SHORT TASK 1: Please give the lines of the bounding-box listing as a Markdown table with a Row column and a Line column. Begin with the line that contains "where the patio", continue through the line that contains "213, 98, 232]]", and leave out blank lines.

I brewed this past weekend, and had a really weird problem that I've never encountered. I have a 15gal kettle tun with a RIMs tube and chugger pump. This recipe has a really long mash/recirc (~3 hours including step time), and it had all gone normally. The grain bed was nice and settled with only a few bits of grain floating at the top of the kettle. I stepped the mash up to 168 for mash-out, and after the grain bed had reached temperature I stopped the pump to attach my sparge arm. While I was doing that, bubbles started coming up through the grain bed, and then the entire grain bed (I think, it was hard to see) slowly floated up to the top! I didn't know what to do, so I just sparged right on to the grain and got some really terrible efficiency. (My pre-boil gravity was supposed to be ~1.070, but was only ~1.055). This is only about my fourth brew on this kettle/false bottom, so I'm still dialing in my process. Anybody have any ideas on what happened, and a way to prevent it in the future?

Here's some details:

Equipment
15 Gal kettle with false bottom & recirc port
RIMs
Chugger pump

Mash
21lbs of assorted grains
~0.5lbs of rice hulls
~5oz crushed pecans
Mashed at ~1.9qt/lb

Temp Steps
Step 1: 30min @ 122
Step 2: 120min @ 144
Mash Out: 10min @ 168

Thanks in advance for the help!
 
You're recirculated just a bit to hard. It has happened to me lots of times. The mash looks great during recirc, but when you stop the pump bubbles emerge from the depths bringing grain with them.
 
Where do the bubbles come from?
I've never experienced anything like that, and my expectation is there should never be bubbles in a fully doughed-in mash...

Cheers!
 
SmellyGlove, thanks for the info.

day_trippr, I have the same question...

I wondering, would it be beneficial to pause the pump for a minute or two in the middle of the mash? If there is trapped air under the grain bed, it would give it time to escape and then reset the grain bed before the sparge... What do you think?
 
Given the poor efficiency and air pocket, you may have had a dough ball - a ball of unmixed grain.

SHORT TASK 2: Extract the entire brewing thread word for word.

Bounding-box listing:
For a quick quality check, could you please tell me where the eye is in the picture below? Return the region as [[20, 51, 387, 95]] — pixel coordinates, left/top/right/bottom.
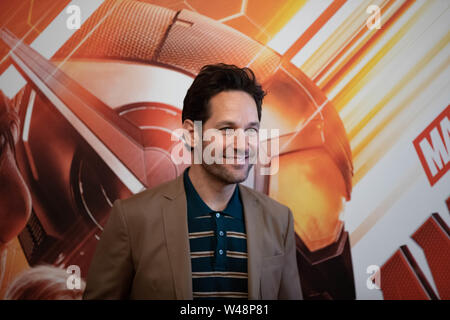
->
[[219, 127, 234, 135], [245, 128, 258, 136]]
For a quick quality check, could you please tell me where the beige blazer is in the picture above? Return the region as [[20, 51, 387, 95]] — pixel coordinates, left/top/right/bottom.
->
[[83, 175, 302, 300]]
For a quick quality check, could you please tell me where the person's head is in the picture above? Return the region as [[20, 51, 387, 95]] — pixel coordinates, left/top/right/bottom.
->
[[182, 63, 266, 184]]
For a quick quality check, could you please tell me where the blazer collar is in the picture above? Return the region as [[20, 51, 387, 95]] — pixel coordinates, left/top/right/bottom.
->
[[162, 174, 264, 300]]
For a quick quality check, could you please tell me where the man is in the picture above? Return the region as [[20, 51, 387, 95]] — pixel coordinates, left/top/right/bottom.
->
[[84, 64, 302, 299]]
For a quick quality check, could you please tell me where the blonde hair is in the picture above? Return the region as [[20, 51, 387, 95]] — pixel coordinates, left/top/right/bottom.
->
[[4, 265, 86, 300]]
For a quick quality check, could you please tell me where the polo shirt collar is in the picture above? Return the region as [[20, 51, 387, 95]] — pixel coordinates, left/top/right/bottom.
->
[[183, 167, 242, 220]]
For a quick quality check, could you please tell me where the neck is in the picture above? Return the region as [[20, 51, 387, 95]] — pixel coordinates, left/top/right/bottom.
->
[[188, 164, 236, 211]]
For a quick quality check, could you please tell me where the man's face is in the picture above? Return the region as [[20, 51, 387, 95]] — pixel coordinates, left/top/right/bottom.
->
[[202, 90, 259, 184]]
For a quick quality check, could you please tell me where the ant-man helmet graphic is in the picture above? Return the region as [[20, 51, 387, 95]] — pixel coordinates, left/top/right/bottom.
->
[[0, 0, 355, 299]]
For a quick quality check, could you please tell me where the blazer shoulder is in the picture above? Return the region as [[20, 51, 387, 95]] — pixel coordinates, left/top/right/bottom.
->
[[241, 184, 290, 215], [120, 177, 179, 211]]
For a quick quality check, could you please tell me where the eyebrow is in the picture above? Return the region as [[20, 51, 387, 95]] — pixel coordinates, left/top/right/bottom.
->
[[216, 120, 259, 128]]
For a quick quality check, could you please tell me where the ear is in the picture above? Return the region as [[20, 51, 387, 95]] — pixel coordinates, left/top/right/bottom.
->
[[183, 119, 196, 151]]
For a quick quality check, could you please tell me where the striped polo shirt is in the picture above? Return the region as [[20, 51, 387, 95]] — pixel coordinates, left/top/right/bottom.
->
[[183, 167, 248, 300]]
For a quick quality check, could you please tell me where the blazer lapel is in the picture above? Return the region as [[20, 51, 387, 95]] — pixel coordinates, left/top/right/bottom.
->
[[238, 184, 264, 300], [162, 175, 193, 300]]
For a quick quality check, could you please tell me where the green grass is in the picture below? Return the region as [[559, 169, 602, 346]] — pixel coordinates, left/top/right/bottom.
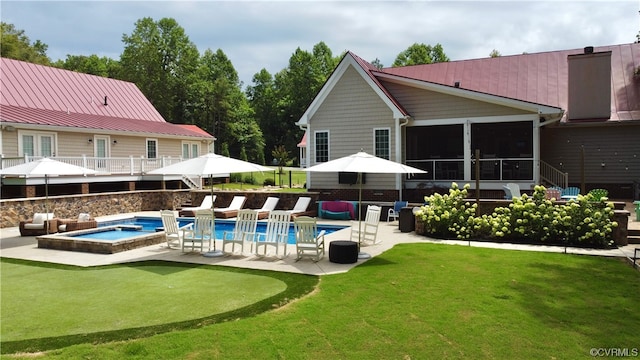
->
[[2, 244, 640, 359], [214, 167, 307, 192]]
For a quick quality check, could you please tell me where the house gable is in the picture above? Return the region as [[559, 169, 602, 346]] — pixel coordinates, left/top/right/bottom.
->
[[382, 80, 532, 120], [296, 52, 407, 127]]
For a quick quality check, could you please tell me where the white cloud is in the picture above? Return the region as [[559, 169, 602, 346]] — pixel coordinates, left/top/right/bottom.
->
[[0, 0, 640, 84]]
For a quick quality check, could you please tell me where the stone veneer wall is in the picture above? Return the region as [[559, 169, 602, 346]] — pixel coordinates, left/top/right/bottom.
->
[[0, 189, 319, 228], [0, 189, 191, 228]]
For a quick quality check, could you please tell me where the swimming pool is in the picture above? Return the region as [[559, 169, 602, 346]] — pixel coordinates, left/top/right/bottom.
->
[[36, 216, 345, 254], [96, 216, 345, 244]]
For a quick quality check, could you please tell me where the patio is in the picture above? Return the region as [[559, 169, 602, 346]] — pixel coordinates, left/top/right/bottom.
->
[[0, 207, 640, 275]]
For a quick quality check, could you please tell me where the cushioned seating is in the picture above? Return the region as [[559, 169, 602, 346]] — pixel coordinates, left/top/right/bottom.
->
[[19, 213, 58, 236], [318, 200, 358, 220], [58, 213, 98, 232]]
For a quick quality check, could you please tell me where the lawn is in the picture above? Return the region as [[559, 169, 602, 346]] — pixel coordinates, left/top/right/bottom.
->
[[2, 244, 640, 359]]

COMPLETE OUTPUT 1:
| Row | Line |
|---|---|
| 1 | For a quick quality check, could you please tell me where the patio is in the picture above? Return the region as [[559, 169, 602, 346]] — pixel coordinates, left/top/right/bottom. |
| 2 | -> |
| 3 | [[0, 207, 640, 275]] |
| 4 | For a quick quality check, could you please tell me where the cushioned seating is in the picture above? Return the region as [[559, 169, 602, 346]] — pixel coordinates, left/top/right/bottom. |
| 5 | -> |
| 6 | [[19, 213, 58, 236], [318, 200, 358, 220], [58, 213, 98, 232]] |

COMPLETE OUTPUT 2:
I brewed this past weekend, and had a really weird problem that I've never encountered. I have a 15gal kettle tun with a RIMs tube and chugger pump. This recipe has a really long mash/recirc (~3 hours including step time), and it had all gone normally. The grain bed was nice and settled with only a few bits of grain floating at the top of the kettle. I stepped the mash up to 168 for mash-out, and after the grain bed had reached temperature I stopped the pump to attach my sparge arm. While I was doing that, bubbles started coming up through the grain bed, and then the entire grain bed (I think, it was hard to see) slowly floated up to the top! I didn't know what to do, so I just sparged right on to the grain and got some really terrible efficiency. (My pre-boil gravity was supposed to be ~1.070, but was only ~1.055). This is only about my fourth brew on this kettle/false bottom, so I'm still dialing in my process. Anybody have any ideas on what happened, and a way to prevent it in the future?

Here's some details:

Equipment
15 Gal kettle with false bottom & recirc port
RIMs
Chugger pump

Mash
21lbs of assorted grains
~0.5lbs of rice hulls
~5oz crushed pecans
Mashed at ~1.9qt/lb

Temp Steps
Step 1: 30min @ 122
Step 2: 120min @ 144
Mash Out: 10min @ 168

Thanks in advance for the help!
 
You're recirculated just a bit to hard. It has happened to me lots of times. The mash looks great during recirc, but when you stop the pump bubbles emerge from the depths bringing grain with them.
 
Where do the bubbles come from?
I've never experienced anything like that, and my expectation is there should never be bubbles in a fully doughed-in mash...

Cheers!
 
SmellyGlove, thanks for the info.

day_trippr, I have the same question...

I wondering, would it be beneficial to pause the pump for a minute or two in the middle of the mash? If there is trapped air under the grain bed, it would give it time to escape and then reset the grain bed before the sparge... What do you think?
 
Given the poor efficiency and air pocket, you may have had a dough ball - a ball of unmixed grain.